■ Required action
Although the entries contain pictures, copy only their text, exactly as written.

■ Source information
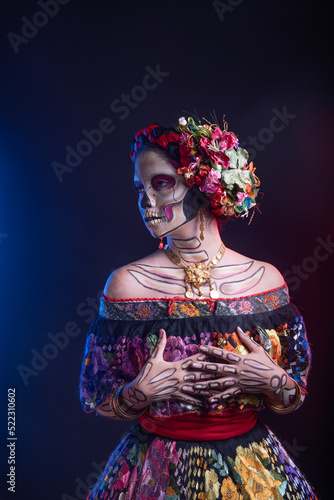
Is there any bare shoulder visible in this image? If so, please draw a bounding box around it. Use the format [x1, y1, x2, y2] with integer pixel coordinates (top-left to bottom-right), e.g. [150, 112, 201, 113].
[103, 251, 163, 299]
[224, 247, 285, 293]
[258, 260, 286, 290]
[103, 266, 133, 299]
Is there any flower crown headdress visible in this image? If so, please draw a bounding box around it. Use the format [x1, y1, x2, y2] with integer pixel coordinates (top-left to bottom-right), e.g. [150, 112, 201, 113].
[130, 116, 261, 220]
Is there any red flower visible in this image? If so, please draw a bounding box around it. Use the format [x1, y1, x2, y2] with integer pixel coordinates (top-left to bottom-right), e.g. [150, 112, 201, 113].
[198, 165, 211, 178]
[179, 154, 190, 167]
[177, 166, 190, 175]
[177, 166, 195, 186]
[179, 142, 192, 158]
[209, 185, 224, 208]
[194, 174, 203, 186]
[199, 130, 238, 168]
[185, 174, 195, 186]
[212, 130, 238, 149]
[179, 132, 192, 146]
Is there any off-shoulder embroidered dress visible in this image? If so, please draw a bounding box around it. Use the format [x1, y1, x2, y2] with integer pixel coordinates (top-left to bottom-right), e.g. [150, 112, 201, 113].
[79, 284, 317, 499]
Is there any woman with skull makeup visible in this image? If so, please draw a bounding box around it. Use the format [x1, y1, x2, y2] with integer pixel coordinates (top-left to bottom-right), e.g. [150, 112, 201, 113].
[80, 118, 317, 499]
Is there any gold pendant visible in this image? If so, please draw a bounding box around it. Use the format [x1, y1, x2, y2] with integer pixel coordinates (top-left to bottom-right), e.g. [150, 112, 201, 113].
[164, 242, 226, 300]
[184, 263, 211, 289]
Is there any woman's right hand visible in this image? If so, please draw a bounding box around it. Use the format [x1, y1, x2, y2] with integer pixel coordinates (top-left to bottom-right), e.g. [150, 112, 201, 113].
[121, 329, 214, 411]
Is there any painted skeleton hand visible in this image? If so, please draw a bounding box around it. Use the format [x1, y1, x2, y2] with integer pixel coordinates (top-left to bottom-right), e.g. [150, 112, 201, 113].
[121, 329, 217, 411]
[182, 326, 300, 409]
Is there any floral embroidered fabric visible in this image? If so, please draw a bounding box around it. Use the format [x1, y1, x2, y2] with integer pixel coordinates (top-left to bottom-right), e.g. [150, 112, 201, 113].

■ Task response
Is there any bare shoulder visible in this image? If so, please draw a bounding box around it. Use the format [x1, y1, x2, y2] with integer pixel coordinates (top-left to bottom-right), e.g. [150, 112, 201, 113].
[103, 251, 163, 299]
[224, 247, 285, 293]
[258, 260, 286, 290]
[103, 266, 133, 299]
Is there any flower crown headdress visible in this image? If so, please draw a bounding box around it. Use the format [x1, y1, x2, y2] with integer pixel coordinates (top-left to bottom-right), e.g. [150, 112, 201, 113].
[130, 116, 261, 220]
Is there any red flower visible in this image? If so, please draw a bounding box around it. Use the format [x1, y1, x2, y2] with integer pixel coordinates (top-left to bottom-right), e.g. [150, 112, 201, 113].
[198, 165, 211, 178]
[179, 154, 190, 167]
[177, 166, 190, 175]
[177, 166, 195, 186]
[179, 142, 192, 158]
[209, 185, 224, 208]
[194, 174, 203, 186]
[199, 130, 238, 168]
[185, 174, 195, 186]
[212, 130, 238, 149]
[179, 132, 192, 146]
Is there any off-shoulder embroidered dress visible in this image? If so, please draw a bounding box around it. Use the format [x1, y1, x2, y2] with integer pixel coordinates (top-left to bottom-right), e.g. [150, 112, 201, 113].
[79, 284, 317, 499]
Is there any woman with skull makeup visible in this image? If so, please draw a bounding box around it. Use the format [x1, y1, x2, y2] with integer pixel coordinates (top-left to bottom-right), e.g. [150, 112, 201, 113].
[80, 118, 317, 499]
Is there any gold pendant visible in this image? If so, please draw a bounding box around it. Use the format [x1, y1, x2, y2] with integer pixel coordinates (top-left to bottom-right), e.g. [150, 112, 201, 113].
[164, 242, 226, 300]
[184, 263, 211, 289]
Is there any woman's right hand visible in this image? If so, please draw a bounding box around it. Use the format [x1, y1, x2, y2] with integer pixel coordinates (top-left to bottom-right), e.g. [150, 112, 201, 113].
[121, 329, 214, 411]
Is there any painted skeleton hand visible in this image? If so, please draw a bounding box around it. Use the format [x1, y1, x2, y2] with integer pixel coordinates (top-left to bottom-right), e.g. [150, 112, 201, 113].
[121, 329, 217, 411]
[182, 326, 300, 409]
Is there any floral embroidered fabric visible in this image? If so, please draw a bounding box around it. Use the format [x1, y1, x2, y2] with integer pixel coordinates (top-left to bottom-right), e.g. [150, 112, 201, 113].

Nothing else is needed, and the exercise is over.